Object pointing dataset rows =
┌────────
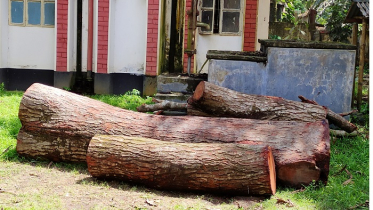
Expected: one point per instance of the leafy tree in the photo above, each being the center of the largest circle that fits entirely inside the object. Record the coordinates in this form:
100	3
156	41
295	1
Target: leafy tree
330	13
└────────
┌────────
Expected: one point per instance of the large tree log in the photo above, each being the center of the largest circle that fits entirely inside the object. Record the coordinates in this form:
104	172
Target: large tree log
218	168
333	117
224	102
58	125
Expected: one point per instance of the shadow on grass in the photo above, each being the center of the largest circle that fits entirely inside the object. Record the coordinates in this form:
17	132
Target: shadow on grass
└────────
DESCRIPTION OF THE TASK =
Add 68 to every answer coordinate in the rows, beginning at the line that has "Expected: one point per instance of the large" and stopping after the line that has "Target: shadow on grass". Write all of those lines out again and leave the sample coordinates unchanged.

TASK RESPONSE =
Expected: one point per instance of the large tree log in the photo above, each being the center of the largest circle that fits entirely inside the object. Record the coordinates in this form:
104	172
Target: large tree log
286	236
401	185
292	170
126	193
Expected: one point per instance of the shadow on grass in the photo above, each being the center of the largest circle that fits entirely inside the object. Record the coordinates in this form:
17	132
Target: shadow on grass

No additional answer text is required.